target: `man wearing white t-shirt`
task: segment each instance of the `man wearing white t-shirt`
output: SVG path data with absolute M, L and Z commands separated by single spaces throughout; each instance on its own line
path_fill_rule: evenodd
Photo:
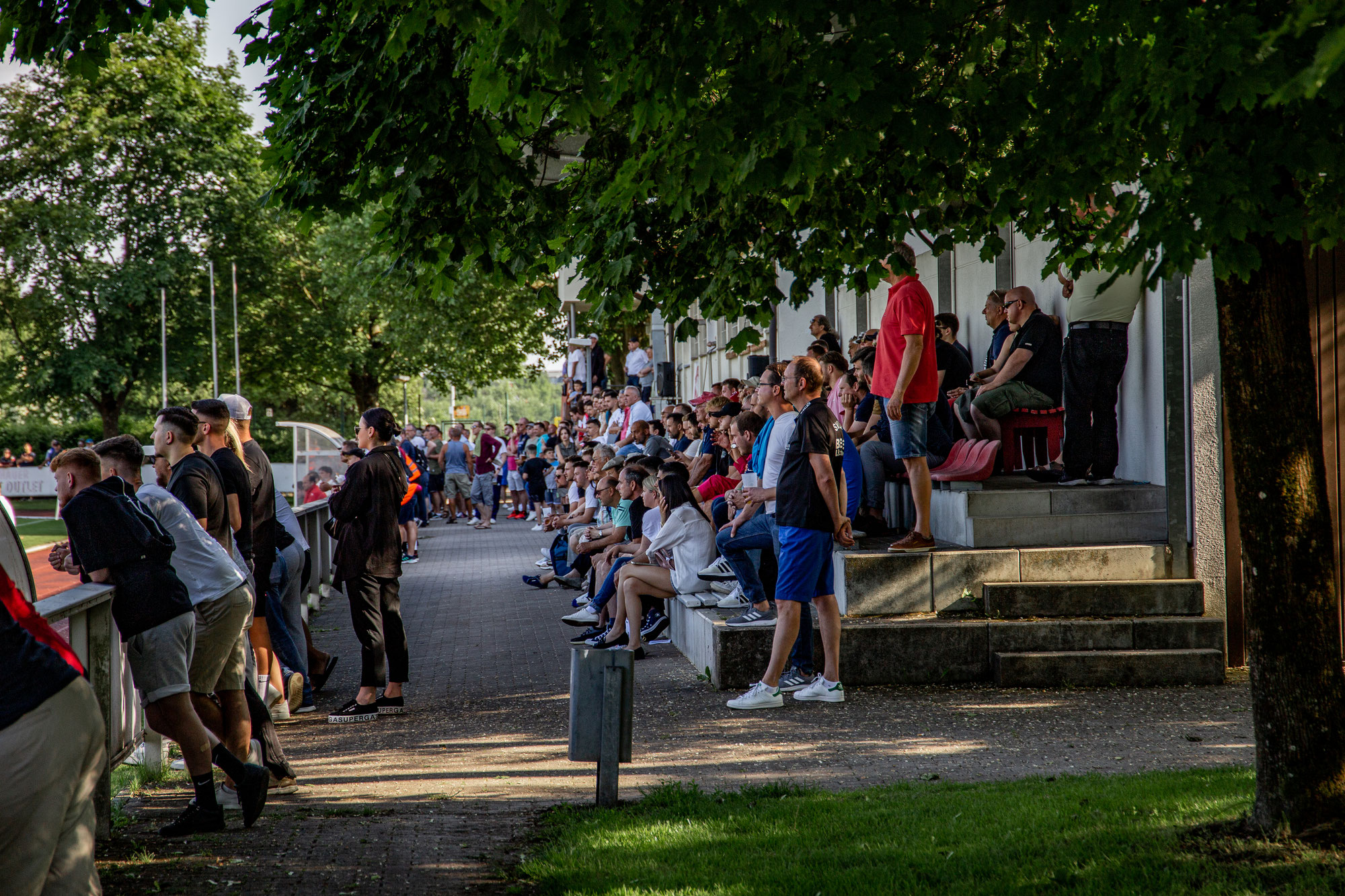
M 654 362 L 650 361 L 650 352 L 640 348 L 639 339 L 631 339 L 625 344 L 629 348 L 625 352 L 625 385 L 635 386 L 636 390 L 642 389 L 646 379 L 652 385 Z
M 767 367 L 757 385 L 757 406 L 764 408 L 771 414 L 769 432 L 757 435 L 756 443 L 764 443 L 764 453 L 760 461 L 760 486 L 756 488 L 733 490 L 725 495 L 730 505 L 738 509 L 733 519 L 718 531 L 716 545 L 724 560 L 728 561 L 728 570 L 717 569 L 712 565 L 703 578 L 738 580 L 742 595 L 752 601 L 741 616 L 729 620 L 734 628 L 769 628 L 775 626 L 775 608 L 771 607 L 765 596 L 765 587 L 757 566 L 748 556 L 749 550 L 771 550 L 779 554 L 776 541 L 779 538 L 775 525 L 775 486 L 780 478 L 780 468 L 784 465 L 784 447 L 794 435 L 794 424 L 798 414 L 794 406 L 784 400 L 784 381 L 780 371 Z M 764 429 L 764 428 L 763 428 Z M 753 464 L 753 472 L 757 464 Z M 763 506 L 764 505 L 764 506 Z M 803 682 L 807 683 L 807 682 Z M 802 685 L 800 685 L 802 686 Z
M 570 339 L 570 355 L 565 362 L 565 373 L 574 382 L 574 389 L 588 389 L 589 340 L 576 336 Z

# OBJECTIVE
Return every row above verbatim, leaving out the pictures.

# OUTPUT FOR THIS EXERCISE
target: `man wearing white t-shirt`
task: segment each instance of the `man wearing white t-shirt`
output: SVG path data with absolute M, L and Z commands separated by single spaces throughout; each instance on its own line
path_fill_rule: evenodd
Photo:
M 654 362 L 650 361 L 650 352 L 640 348 L 639 339 L 631 339 L 625 344 L 629 348 L 625 352 L 625 385 L 635 386 L 636 390 L 642 389 L 646 379 L 652 385 Z
M 767 367 L 757 385 L 757 406 L 764 408 L 771 414 L 769 432 L 757 435 L 756 443 L 764 443 L 764 453 L 760 461 L 760 486 L 756 488 L 733 490 L 725 495 L 730 505 L 738 509 L 733 519 L 718 531 L 716 545 L 724 560 L 728 561 L 728 570 L 717 569 L 712 565 L 703 578 L 738 580 L 742 595 L 752 601 L 741 616 L 729 620 L 734 628 L 769 628 L 775 626 L 775 608 L 771 607 L 765 596 L 765 587 L 757 566 L 748 556 L 749 550 L 771 550 L 779 554 L 776 541 L 779 538 L 775 525 L 775 486 L 780 478 L 780 468 L 784 465 L 784 447 L 794 435 L 794 424 L 798 414 L 794 406 L 784 400 L 784 381 L 780 371 Z M 764 429 L 764 428 L 763 428 Z M 753 464 L 753 472 L 757 464 Z M 763 506 L 764 505 L 764 506 Z M 803 682 L 807 683 L 807 682 Z M 802 685 L 800 685 L 802 686 Z
M 570 339 L 570 355 L 565 362 L 565 373 L 574 382 L 574 389 L 588 389 L 589 340 L 576 336 Z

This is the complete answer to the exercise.